■ Description of the task:
Gather every line of the items below that contains the string "nightstand", and copy each one out in full. Case counts.

■ Data entries:

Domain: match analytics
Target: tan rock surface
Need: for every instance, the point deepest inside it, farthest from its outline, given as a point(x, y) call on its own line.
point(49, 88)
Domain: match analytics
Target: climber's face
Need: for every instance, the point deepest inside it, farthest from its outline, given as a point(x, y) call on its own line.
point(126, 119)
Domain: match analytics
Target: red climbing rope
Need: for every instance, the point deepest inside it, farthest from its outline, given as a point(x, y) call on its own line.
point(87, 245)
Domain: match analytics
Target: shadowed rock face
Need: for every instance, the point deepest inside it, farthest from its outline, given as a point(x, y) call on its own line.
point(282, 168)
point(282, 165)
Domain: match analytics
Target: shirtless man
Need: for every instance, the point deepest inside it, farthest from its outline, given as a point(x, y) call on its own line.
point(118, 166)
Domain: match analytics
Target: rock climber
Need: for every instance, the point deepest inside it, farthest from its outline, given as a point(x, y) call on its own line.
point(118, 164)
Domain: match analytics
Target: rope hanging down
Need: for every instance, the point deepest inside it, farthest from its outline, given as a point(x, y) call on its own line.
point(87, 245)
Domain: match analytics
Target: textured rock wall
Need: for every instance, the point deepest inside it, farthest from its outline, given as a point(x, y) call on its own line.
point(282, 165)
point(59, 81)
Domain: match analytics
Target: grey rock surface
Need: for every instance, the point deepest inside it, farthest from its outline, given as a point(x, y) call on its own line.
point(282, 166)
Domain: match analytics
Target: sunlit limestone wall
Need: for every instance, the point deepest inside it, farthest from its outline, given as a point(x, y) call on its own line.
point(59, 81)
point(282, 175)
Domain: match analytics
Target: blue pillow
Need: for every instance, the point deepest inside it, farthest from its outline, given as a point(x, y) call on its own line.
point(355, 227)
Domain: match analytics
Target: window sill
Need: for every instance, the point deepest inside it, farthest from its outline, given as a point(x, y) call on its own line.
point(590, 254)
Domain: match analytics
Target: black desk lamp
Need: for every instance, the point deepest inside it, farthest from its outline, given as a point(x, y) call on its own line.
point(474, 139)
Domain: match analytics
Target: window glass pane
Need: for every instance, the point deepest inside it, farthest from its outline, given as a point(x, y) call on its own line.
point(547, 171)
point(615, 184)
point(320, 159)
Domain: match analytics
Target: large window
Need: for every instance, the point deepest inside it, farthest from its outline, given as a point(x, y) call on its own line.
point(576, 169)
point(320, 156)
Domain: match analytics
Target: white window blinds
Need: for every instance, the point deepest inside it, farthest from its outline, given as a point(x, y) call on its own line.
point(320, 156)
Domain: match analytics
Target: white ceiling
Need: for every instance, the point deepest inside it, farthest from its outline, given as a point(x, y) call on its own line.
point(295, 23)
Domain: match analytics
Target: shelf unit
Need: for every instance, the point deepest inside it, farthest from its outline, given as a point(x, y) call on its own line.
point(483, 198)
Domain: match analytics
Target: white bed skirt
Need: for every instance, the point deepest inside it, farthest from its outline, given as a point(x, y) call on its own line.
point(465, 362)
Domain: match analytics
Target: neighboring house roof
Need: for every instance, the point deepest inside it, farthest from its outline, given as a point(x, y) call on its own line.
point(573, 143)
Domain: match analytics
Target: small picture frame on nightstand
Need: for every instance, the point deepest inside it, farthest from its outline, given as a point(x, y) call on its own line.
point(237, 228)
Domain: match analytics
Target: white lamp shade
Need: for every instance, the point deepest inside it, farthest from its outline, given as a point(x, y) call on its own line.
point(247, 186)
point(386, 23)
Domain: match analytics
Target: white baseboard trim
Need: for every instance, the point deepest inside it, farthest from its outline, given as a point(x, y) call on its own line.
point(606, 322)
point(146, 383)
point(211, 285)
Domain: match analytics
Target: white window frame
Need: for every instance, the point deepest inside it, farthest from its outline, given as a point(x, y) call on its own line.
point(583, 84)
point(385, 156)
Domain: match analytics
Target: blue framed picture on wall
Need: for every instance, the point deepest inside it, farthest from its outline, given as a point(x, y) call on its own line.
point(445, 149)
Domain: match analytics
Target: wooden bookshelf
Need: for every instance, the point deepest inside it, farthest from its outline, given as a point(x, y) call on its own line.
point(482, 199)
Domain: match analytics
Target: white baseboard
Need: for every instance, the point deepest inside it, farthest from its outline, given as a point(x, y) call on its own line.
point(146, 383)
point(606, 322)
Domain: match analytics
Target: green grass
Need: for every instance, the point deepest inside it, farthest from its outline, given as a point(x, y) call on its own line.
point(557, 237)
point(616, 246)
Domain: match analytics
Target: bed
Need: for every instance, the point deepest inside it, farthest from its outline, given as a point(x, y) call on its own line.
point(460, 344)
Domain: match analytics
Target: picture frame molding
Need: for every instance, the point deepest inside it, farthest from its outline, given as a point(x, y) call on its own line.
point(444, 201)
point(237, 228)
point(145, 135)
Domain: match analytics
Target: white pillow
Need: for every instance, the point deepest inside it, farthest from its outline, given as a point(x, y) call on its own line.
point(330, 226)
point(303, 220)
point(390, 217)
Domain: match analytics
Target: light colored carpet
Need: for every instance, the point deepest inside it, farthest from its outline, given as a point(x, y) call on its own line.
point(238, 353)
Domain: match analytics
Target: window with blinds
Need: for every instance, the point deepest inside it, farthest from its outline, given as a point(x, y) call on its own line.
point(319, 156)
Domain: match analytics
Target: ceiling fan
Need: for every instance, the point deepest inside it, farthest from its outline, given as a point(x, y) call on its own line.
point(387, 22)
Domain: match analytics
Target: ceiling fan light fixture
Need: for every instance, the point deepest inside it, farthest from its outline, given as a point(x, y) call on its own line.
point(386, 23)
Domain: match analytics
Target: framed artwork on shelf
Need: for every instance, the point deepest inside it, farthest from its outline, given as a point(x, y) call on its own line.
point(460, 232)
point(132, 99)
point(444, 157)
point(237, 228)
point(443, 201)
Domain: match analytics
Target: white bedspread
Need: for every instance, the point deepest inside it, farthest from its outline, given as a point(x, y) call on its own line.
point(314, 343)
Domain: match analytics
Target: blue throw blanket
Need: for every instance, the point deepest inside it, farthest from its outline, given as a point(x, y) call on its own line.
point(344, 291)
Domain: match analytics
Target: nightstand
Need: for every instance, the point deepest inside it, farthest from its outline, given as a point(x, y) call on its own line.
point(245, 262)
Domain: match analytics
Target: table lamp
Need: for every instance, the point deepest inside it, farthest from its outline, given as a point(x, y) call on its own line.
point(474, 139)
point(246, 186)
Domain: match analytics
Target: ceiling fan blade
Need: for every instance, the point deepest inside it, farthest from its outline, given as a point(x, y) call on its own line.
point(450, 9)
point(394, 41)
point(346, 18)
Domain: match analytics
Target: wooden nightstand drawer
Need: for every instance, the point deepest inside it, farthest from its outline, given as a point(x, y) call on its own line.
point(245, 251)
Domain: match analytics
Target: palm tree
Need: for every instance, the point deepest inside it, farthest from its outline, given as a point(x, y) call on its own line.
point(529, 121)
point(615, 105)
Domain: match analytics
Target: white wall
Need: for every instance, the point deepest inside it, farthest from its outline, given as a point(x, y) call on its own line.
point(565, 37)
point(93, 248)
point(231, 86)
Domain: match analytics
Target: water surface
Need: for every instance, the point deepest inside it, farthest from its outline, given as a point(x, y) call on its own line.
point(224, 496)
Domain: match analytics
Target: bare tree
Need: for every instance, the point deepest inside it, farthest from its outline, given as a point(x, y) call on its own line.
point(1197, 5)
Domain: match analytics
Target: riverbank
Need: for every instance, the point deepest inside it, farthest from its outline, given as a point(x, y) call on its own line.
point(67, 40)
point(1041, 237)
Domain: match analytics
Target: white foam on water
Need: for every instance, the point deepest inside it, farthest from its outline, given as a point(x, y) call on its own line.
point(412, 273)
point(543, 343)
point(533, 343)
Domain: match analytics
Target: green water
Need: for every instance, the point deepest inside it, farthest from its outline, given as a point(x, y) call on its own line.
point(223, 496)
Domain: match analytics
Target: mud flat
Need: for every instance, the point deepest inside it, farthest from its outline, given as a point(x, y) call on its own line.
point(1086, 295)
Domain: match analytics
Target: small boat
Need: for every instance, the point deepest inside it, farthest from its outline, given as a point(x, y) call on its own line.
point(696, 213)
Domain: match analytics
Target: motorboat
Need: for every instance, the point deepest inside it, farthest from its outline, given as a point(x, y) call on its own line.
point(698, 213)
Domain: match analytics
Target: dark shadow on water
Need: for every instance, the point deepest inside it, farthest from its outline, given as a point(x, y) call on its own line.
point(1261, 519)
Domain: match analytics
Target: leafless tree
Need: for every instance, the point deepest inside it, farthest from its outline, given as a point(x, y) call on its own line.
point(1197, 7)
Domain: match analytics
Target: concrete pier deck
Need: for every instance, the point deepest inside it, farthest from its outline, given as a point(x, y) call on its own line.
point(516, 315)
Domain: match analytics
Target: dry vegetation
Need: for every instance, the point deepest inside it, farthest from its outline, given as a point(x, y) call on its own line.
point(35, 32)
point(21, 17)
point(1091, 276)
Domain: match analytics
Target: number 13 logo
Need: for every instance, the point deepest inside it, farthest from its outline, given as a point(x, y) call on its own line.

■ The solution:
Target: small picture frame on nightstand
Target: nightstand
Target: wooden nightstand drawer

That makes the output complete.